**Written request**
The records below should be written out again, exactly.

+++ Given data +++

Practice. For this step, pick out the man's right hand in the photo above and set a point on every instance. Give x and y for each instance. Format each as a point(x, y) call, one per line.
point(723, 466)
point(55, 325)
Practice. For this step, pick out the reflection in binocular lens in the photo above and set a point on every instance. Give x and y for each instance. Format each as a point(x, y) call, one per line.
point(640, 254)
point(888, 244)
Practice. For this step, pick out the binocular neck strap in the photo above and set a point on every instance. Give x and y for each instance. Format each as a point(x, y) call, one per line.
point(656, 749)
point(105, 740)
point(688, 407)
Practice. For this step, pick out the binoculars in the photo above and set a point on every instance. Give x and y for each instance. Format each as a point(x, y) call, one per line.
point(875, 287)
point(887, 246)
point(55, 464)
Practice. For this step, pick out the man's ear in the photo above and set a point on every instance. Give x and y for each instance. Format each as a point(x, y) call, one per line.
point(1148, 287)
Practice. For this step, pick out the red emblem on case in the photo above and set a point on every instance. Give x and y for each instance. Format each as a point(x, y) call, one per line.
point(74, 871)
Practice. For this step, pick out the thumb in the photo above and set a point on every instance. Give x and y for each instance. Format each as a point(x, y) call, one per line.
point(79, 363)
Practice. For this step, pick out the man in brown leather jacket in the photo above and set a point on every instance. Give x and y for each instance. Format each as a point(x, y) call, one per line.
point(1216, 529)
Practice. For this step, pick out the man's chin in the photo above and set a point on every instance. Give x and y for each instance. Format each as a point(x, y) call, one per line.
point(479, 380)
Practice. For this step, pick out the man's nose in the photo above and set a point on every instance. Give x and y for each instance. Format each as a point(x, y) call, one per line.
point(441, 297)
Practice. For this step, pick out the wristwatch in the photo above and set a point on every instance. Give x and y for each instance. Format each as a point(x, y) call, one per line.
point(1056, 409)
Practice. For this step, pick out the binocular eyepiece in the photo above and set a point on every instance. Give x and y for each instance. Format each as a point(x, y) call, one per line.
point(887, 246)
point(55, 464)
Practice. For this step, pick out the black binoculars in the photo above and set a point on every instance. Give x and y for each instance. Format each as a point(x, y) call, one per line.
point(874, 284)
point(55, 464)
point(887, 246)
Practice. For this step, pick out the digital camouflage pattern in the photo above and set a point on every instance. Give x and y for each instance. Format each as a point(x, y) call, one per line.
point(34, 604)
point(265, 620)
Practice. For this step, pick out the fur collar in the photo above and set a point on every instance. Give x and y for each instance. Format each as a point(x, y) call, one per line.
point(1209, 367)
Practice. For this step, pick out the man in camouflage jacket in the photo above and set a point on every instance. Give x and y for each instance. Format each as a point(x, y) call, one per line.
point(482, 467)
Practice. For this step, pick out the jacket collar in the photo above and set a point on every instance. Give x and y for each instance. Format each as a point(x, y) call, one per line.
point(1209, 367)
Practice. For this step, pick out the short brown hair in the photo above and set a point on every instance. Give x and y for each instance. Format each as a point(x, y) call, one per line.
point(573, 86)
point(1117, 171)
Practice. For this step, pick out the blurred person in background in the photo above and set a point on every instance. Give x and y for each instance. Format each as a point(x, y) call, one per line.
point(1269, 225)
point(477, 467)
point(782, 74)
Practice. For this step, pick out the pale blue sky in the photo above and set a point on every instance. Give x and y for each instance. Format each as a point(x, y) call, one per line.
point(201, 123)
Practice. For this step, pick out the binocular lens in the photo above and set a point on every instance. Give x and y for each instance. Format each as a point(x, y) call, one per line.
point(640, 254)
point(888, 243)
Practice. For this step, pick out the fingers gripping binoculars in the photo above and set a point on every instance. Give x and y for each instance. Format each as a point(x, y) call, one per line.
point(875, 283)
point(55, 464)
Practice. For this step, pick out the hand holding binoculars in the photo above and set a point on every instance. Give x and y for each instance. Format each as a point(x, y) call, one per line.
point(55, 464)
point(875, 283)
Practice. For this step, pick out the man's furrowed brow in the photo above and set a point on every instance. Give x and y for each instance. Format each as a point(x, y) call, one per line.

+++

**Answer for this exercise**
Practice. For this step, pick out the man's right hand in the photo above and set a point on every instance. Give x and y for each instance. Format each as a point(x, y) call, one per line.
point(723, 466)
point(55, 325)
Practice. For this step, pick out the reflection in binocular lens in the photo above and set a point on every instance. Give x and y for each instance. Format each as a point(x, y) call, one per line.
point(640, 254)
point(888, 244)
Practice. For this step, pick out the binocular neck strap in the photo above and set a point on every instance. Give x and y for each instance. Format each as a point(x, y) call, one per line.
point(656, 749)
point(105, 740)
point(688, 407)
Practice. For this step, pick out the binoculars in the photo above and set a point on every instance. Give x and y for each instance. Format each as a point(x, y) call, one per line.
point(875, 287)
point(887, 246)
point(55, 464)
Practice. For this step, pick out the man's ear in the photo above and set a point on every instance. Give x and y for each instance. Format each as a point(x, y) call, one per line.
point(1148, 287)
Practice. For this step, pick out the red emblem on case in the photo above and set a point on every instance. Give x and y for each instance. Format each as a point(x, y) call, one per line.
point(74, 871)
Practice. For this step, pick out the thumb in the photo above and set a point on every instance. Give x and y for each instance. Format each as a point(x, y) call, one per line.
point(79, 363)
Practice. For this step, pick out the man in brown leather jacket in the photo above and set a point on every instance. Give x and y for each instance. Format each as a point(x, y) call, one per line.
point(1216, 529)
Practice. For this step, pick out the man's chin in the photo above and set a point on every instance. Give x and y for each instance. Format each as a point(x, y) call, one per line.
point(479, 380)
Practice. For this step, pick out the man's nose in the photo above and set a point on every instance. Give x and y for each instance. Format each as a point(x, y) call, one per line.
point(441, 297)
Practice. For this step, pick out the wristwatch in the photo above and set a point on every instance. Give x and y for each instance. Format each as a point(x, y) call, one per line.
point(1056, 409)
Practice. For this step, pick out the binocular eyepiece in the photo above and set a point on every instance. Give x and y for each instance. Format each as a point(x, y) call, one per line.
point(887, 246)
point(55, 464)
Practice. For this step, pick out the black binoculars in the photo above and set a point on every instance. Give x and y for each instance. Format each as a point(x, y) call, one per line.
point(874, 284)
point(55, 464)
point(887, 246)
Practice. For this step, pick out the digital camouflage pattern in the photo above and set a point on every instance. Give x and y for each instance. Format each as a point(x, y) call, one per line.
point(34, 604)
point(265, 620)
Practice. For this step, pick out the fur collar in the photo above and set a point on every instance. Give x and y for each instance. Format each as a point(x, y) call, one per line.
point(1209, 367)
Practice. For this step, pick out the man in camouflage jacket in the photo above and set a point on every instance. Give x and y for each instance. Format each as a point(x, y) call, one per line.
point(482, 467)
Practice. For this step, pick out the jacket collar in the photo above and set a point on every instance. Give x and y for each instance. Format each as a point(x, y) call, one per line.
point(1209, 367)
Practice. For this step, pick out the short brown hair in the photo above and set a point on every instance. Give x and y for each instance. Format each as a point(x, y) call, one per line.
point(573, 86)
point(1117, 171)
Practice. For this step, pick out the blurred person in background in the photo above and set a point on every instance. Give x and y for each instance. Format each as a point(x, y) call, one per line.
point(1269, 225)
point(477, 467)
point(782, 74)
Practice. For this step, pick out the pale blue sky in the photo above and set a point on every instance. Give x and y for each instance. Format each as a point(x, y) call, one per line.
point(201, 123)
Practice. For this step, pick out the binocular lens in the photo above and set a point on every instance. Give x and y for each instance. Format each as a point(x, y) call, one per line.
point(640, 254)
point(888, 243)
Practice. For this step, pick out the fingers gripping binoculars in the photo above and set a point on every instance. Give x and y for each instance. Format each as a point(x, y) call, one per line.
point(875, 283)
point(55, 464)
Practice. For this step, pick out the hand holding binoculars in the photo above and set a point on every instance. Give x and y for each instance. Format each as a point(x, y) call, one per line.
point(55, 464)
point(875, 283)
Practice. For this step, pick out the man's furrowed brow in the photo above and set a point on every instance. Give x and y for each instance. Format each as a point(x, y) call, one per line.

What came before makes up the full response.